Mass attendance rose from 4.3% in 2021 to 5.7% in 2022. Baptisms increased from 141,992 in 2021 to 155,173 in 2022, while First Communions grew from 156,574 in 2021 to 162,506 in 2022.
The number of weddings rose significantly from 20,140 in 2021 to 35,467 in 2022. But confirmations decreased from 125,818 in 2021 to 110,942 in 2022.
The number of priests in Germany fell from 12,280 in 2021 to 11,987 in 2022. Priestly ordinations dropped from 62 in 2021 to 45 in 2022 (comprising 33 diocesan priests and 12 members of religious orders).
The number of permanent deacons declined from 3,253 in 2021 to 3,184 in 2022, while parishes were reduced from 9,790 in 2021 to 9,624 in 2022.
Bishop Georg Bätzing, chairman of the German bishops’ conference, said: “The figures are alarming. We cannot and will not close our eyes to this development. We must continue to act consistently and people must know that we stand by their side and are there for them.”
The number of people who formally left the Church in Bätzing’s Diocese of Limburg increased by 3,265 in 2022, from 11,686 in 2021 to 14,951 last year. There were a total of 21,642 fewer Catholics in the diocese at the end of 2022, compared to the close of 2021.
“Yes, the high numbers of resignations hurt and I know how much volunteers and full-time workers in parishes, institutions, associations, daycare centers, schools, and Caritas are committed to others and how important the Good News of the loving God is to them,” the bishop said.

○ ○ ○ ○ ○

> [Prompt 1] From the listing, copy out word for word the lines from the one containing "Where can the desk" up to and including the one containing "pixel 253 224".
> [Prompt 2] Continue the piece on Catholic Church figures in Germany from its last sentence.

○ ○ ○ ○ ○

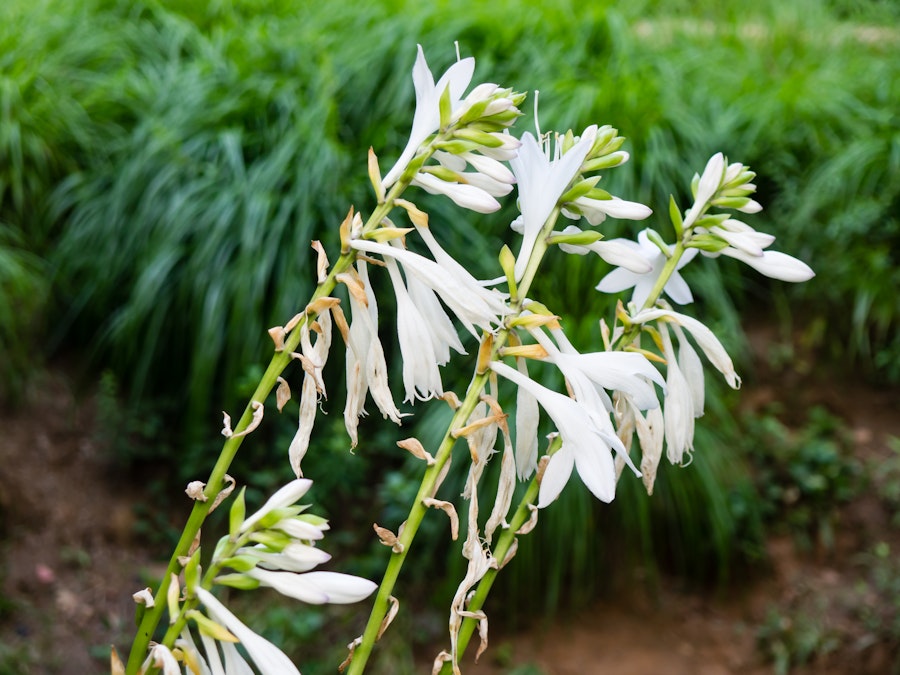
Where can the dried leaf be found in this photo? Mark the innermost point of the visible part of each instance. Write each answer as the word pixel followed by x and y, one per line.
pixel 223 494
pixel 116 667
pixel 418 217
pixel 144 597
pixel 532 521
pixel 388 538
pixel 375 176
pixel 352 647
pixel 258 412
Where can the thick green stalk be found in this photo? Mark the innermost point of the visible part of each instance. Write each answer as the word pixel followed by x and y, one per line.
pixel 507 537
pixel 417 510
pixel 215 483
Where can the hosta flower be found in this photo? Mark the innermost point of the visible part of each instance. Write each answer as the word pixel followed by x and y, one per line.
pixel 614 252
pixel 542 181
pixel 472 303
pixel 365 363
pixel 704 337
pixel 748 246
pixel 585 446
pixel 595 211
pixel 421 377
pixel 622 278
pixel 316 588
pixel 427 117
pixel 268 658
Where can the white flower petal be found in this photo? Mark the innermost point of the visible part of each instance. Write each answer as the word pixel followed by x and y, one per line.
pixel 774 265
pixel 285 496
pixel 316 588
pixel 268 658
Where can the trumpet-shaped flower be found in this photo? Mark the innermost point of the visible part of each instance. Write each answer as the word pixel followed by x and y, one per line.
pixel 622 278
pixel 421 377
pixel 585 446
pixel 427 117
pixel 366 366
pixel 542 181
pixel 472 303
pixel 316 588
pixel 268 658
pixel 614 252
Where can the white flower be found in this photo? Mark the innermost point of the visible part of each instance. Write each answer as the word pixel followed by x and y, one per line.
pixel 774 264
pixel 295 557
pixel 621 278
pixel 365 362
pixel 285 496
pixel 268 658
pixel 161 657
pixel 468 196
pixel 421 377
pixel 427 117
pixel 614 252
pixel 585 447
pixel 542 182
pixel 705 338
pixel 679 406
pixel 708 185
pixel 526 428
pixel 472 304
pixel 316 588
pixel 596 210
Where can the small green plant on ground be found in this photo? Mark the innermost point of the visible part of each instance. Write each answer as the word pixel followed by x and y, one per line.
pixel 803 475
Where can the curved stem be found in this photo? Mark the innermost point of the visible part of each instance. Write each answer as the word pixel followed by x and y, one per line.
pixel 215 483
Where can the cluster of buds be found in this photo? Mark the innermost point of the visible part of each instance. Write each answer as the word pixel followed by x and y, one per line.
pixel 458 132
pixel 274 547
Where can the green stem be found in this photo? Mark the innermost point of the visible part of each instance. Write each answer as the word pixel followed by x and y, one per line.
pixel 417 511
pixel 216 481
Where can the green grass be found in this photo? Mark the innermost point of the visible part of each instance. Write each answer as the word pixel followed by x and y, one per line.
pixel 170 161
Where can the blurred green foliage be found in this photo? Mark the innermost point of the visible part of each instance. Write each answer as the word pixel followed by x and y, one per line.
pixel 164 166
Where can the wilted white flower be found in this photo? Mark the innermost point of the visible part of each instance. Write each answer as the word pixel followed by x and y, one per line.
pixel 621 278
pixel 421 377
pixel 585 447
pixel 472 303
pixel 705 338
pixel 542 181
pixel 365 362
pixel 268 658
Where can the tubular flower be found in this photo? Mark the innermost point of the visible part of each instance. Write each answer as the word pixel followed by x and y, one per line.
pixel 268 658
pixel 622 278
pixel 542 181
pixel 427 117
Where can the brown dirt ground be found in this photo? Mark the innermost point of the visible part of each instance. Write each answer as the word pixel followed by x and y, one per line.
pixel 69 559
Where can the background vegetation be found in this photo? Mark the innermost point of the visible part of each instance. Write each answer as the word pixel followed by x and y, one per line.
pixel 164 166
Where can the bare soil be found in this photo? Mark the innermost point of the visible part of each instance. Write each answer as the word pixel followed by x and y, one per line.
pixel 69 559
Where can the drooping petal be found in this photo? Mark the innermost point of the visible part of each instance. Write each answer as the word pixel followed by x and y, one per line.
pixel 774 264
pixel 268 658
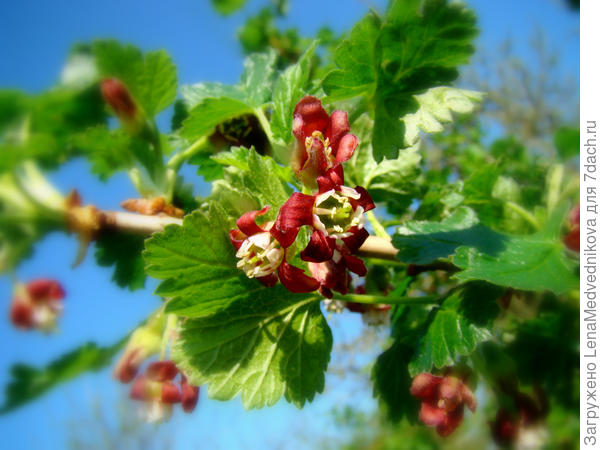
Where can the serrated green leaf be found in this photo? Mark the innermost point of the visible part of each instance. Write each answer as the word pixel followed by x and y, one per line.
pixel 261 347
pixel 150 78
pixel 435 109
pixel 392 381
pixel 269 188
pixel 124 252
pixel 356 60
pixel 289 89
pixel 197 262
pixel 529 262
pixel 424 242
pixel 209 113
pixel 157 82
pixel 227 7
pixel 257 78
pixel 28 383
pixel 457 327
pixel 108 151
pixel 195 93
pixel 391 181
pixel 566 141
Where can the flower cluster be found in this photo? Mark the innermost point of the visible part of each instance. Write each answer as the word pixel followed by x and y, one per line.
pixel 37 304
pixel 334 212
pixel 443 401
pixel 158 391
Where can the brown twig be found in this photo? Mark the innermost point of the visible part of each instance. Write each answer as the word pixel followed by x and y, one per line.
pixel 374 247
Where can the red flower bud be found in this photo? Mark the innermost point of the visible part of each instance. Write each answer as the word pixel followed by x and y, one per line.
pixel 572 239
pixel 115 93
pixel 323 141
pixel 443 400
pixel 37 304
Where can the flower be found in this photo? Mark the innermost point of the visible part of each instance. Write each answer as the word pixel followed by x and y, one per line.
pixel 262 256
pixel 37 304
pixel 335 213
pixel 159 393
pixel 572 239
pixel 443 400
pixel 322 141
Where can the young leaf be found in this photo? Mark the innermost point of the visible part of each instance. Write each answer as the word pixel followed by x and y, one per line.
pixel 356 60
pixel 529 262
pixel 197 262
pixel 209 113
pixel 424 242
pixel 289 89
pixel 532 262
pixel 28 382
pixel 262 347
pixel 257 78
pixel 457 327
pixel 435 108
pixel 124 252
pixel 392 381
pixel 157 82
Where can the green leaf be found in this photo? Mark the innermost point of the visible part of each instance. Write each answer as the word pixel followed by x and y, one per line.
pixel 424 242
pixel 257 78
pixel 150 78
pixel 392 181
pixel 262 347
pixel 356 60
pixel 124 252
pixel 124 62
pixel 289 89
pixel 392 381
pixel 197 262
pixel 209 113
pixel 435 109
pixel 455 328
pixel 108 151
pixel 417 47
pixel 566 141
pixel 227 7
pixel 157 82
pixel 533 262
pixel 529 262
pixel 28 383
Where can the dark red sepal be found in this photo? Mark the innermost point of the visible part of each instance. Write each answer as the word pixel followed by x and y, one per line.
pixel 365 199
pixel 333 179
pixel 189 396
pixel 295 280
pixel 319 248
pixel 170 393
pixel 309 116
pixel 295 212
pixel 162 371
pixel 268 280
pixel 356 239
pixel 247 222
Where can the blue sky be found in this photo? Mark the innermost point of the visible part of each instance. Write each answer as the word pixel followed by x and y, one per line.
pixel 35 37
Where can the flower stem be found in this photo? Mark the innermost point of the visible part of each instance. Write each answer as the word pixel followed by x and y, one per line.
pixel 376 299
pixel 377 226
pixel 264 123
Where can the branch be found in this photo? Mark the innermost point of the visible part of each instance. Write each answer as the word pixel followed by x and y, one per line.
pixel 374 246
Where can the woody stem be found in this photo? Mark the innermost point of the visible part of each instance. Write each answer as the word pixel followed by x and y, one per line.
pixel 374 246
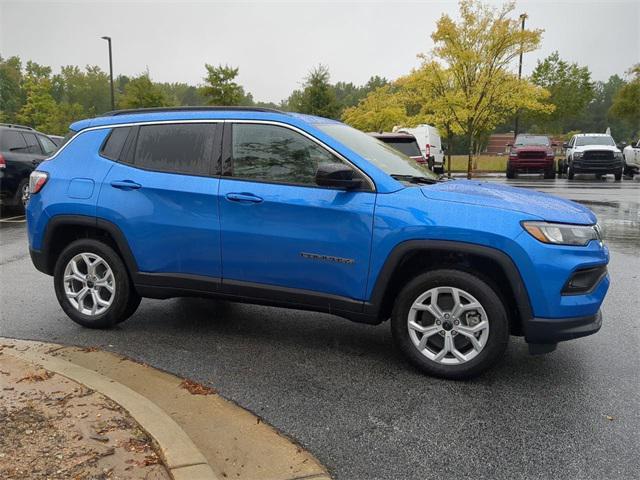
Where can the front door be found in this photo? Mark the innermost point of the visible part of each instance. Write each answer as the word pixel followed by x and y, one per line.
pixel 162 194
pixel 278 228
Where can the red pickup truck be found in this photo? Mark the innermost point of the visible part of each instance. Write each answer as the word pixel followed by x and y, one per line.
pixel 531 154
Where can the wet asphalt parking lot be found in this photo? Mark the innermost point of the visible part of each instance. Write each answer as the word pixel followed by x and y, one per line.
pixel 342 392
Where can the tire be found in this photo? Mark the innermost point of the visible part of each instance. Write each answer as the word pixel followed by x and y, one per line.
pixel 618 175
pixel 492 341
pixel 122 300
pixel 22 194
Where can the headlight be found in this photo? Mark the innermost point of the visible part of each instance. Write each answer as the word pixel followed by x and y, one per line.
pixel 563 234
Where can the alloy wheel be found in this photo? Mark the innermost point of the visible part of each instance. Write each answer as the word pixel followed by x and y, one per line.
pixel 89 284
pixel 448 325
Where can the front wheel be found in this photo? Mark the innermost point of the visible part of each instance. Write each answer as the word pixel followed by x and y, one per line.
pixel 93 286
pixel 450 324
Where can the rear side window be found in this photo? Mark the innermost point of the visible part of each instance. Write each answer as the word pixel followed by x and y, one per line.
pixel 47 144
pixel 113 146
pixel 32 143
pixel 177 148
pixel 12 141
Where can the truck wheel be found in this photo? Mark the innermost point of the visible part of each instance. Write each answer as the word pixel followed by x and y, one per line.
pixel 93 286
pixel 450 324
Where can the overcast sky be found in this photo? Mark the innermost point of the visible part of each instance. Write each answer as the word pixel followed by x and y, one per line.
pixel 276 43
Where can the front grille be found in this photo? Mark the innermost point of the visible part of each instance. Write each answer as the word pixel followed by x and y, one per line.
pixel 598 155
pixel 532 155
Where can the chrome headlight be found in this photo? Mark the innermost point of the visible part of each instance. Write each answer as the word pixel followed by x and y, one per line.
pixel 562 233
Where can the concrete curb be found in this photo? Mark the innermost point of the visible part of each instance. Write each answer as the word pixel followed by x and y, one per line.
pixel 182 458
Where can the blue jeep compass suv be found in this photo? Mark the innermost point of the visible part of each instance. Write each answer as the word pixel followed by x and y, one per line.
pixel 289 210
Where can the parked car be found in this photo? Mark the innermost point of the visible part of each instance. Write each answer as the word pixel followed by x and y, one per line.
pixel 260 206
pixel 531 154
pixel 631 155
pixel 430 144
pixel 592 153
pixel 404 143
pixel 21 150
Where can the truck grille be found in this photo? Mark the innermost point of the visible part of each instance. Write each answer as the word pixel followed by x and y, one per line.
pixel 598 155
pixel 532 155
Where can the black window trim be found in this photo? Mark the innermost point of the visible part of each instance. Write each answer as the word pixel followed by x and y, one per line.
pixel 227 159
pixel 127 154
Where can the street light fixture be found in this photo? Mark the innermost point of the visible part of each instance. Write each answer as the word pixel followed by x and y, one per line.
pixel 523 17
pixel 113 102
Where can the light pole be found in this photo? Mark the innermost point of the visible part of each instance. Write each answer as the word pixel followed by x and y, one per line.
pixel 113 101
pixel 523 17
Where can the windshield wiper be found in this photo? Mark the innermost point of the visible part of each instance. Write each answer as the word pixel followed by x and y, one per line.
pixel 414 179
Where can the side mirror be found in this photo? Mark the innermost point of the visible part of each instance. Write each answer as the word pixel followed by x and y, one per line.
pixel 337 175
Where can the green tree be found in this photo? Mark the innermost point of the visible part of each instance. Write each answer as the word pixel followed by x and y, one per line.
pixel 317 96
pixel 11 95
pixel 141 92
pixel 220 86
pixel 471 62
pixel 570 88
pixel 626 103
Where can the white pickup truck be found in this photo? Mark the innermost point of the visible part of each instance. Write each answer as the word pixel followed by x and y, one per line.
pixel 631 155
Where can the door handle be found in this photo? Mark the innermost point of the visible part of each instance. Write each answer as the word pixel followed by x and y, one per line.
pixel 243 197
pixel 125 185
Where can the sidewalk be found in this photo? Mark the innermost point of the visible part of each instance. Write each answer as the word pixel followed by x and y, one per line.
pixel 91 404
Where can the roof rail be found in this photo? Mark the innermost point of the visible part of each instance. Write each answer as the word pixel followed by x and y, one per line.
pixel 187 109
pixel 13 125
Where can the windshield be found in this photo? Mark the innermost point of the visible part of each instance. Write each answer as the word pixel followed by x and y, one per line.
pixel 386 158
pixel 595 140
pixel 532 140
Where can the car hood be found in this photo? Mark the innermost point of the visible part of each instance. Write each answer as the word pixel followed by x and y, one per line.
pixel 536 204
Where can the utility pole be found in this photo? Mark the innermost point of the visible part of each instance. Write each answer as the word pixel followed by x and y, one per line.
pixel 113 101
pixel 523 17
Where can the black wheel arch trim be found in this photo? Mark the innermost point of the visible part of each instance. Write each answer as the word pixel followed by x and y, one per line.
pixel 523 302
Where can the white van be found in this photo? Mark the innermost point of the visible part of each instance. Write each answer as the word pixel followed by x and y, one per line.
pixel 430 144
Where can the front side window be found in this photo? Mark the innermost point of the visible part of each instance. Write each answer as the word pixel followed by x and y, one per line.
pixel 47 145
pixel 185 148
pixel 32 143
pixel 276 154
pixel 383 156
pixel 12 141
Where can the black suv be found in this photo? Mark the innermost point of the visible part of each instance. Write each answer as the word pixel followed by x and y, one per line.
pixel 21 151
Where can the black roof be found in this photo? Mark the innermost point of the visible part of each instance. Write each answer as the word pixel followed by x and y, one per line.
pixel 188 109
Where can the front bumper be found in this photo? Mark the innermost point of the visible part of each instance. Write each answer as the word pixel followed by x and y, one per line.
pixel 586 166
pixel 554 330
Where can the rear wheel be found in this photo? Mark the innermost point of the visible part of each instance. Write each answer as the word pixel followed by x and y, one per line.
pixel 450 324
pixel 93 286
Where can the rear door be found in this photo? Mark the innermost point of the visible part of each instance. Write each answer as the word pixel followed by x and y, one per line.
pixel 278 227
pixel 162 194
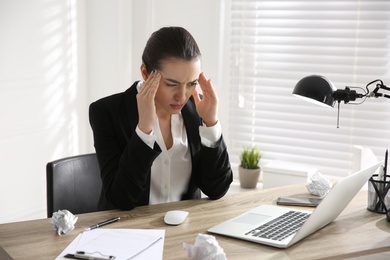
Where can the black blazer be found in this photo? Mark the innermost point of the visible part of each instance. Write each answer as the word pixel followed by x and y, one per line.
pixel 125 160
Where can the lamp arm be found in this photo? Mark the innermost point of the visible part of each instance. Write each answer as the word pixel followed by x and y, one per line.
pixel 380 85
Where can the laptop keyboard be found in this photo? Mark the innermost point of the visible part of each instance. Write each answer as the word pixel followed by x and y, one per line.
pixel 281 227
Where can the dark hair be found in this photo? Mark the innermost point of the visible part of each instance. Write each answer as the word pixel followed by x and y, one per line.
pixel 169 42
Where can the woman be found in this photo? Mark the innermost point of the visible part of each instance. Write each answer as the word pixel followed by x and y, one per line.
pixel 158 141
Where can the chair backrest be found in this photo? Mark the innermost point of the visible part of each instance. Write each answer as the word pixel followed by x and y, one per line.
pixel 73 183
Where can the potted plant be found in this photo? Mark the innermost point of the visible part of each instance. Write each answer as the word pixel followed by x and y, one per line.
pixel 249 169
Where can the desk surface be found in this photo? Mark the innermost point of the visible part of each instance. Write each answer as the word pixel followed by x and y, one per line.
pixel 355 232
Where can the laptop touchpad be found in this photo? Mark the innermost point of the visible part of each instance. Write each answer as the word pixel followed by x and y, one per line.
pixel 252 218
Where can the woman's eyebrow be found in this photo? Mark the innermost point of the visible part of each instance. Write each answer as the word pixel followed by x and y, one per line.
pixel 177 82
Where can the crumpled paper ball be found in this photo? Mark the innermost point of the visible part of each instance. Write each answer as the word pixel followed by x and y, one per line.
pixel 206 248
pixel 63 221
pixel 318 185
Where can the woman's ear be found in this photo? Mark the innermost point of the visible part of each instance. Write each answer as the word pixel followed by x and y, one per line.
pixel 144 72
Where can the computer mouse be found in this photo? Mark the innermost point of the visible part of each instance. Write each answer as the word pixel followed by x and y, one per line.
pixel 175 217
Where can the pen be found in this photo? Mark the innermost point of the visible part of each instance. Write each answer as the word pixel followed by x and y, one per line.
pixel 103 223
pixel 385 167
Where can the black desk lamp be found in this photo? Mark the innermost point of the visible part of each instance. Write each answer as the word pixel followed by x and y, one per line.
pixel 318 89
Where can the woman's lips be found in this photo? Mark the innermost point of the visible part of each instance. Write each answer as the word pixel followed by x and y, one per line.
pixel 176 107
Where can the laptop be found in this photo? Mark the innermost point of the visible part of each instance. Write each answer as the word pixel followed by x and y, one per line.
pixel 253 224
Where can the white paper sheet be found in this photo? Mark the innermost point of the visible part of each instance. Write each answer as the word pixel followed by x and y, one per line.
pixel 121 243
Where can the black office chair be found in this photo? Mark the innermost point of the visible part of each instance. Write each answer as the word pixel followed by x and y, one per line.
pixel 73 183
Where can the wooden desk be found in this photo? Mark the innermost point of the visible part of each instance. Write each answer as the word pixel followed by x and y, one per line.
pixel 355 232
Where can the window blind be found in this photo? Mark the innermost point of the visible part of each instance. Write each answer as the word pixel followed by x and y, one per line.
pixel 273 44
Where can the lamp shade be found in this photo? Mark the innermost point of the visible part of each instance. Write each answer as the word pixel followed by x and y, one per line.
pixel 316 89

○ ○ ○ ○ ○

> [Written answer 1]
Where can the desk surface be found in this photo? Mark the innermost point of the visible part of each instance. Write each answer as the word pixel followed by x and y, one per line.
pixel 355 232
Where can the laptop touchpad be found in this photo? Mark the innermost point of the visible part of each instance. Write each answer as the word pixel followed by x and y, one per line.
pixel 252 218
Where can the woman's eyebrow be found in this photo? Mark the innermost point of the visible part of each instance. Write each answer as the word pixel followed by x and y, one per line.
pixel 177 82
Where can the crumpled paper ball be found in this photo? Mark the innermost point of the visible part of each instance. Write each answer as the word pixel followed by x and y, one per line.
pixel 206 248
pixel 63 221
pixel 318 185
Where can the woman's ear be found in this photo? Mark the innermost point of the visible part of each instance. Write each answer as the word pixel followed by x and y, one per line.
pixel 144 72
Where can the computer mouse be found in this photo? Mark the innermost point of the visible part of each instance. Write each answer as the word pixel followed by x and y, one per line.
pixel 175 217
Where can the pen be found in this photo? Mark the innermost point of the visible part of each instance. Write each answer as the word pixel followed by x and y, one per line.
pixel 103 223
pixel 385 167
Where can the black desk lamp be found in this photo? Mark the innermost point of the visible part of each instance. Write each answer as the word pixel followed by x and y, one per line.
pixel 318 89
Where can the woman's lips be found in this photo? Mark the innermost point of the visible part of each instance. Write each answer as the word pixel followed by x and y, one per line.
pixel 176 107
Where can the laptop be found in this photo? Mark the innermost point of the visible part of each instance. Write each answer as the word pixel followed by x and y, one per line.
pixel 253 224

> [Written answer 2]
“Do not be discouraged. Please continue your commitment and let the people you meet every day experience the sources of your commitment, your joy, and your hope. I believe that we have a good message that our society urgently needs and that is fit for the future.”
The figures for Church exits varied considerably by diocese. In the Cologne archdiocese — the country’s largest — 51,345 people left in 2022, compared to 40,772 in 2021.
The archdiocese is facing a prolonged crisis centered on its leader, Cardinal Rainer Maria Woelki. Law enforcement officials searched archdiocesan properties this week in connection with perjury allegations against the cardinal, which he strongly denies.
In the Archdiocese of Munich and Freising, led by Cardinal Reinhard Marx, 49,029 people departed in 2022, a notable rise from 35,323 in 2021.
The Diocese of Görlitz in eastern Germany — the nation’s smallest Catholic diocese — registered only 422 departures in 2022, but that marked a rise from 254 in 2021.
The diocese with the highest percentage loss was Hamburg (3.74%), followed by Berlin (3.38%), Munich and Freising (3.14%), Cologne (2.84%), and Dresden-Meissen (2.76%).
“Over 520,000 people left the Church in 2022. This figure sends a clear message,” she said.
“The Church has squandered trust, particularly badly as a result of the abuse scandal. But it is also currently not showing enough determination to implement visions for a future of being a Christian in the Church.”
Stetter-Karp and Bätzing were co-presidents of Germany’s “synodal way,” a contentious project beginning in 2019 that brought together the country’s bishops and select lay people to discuss sweeping changes to Church teaching and practice.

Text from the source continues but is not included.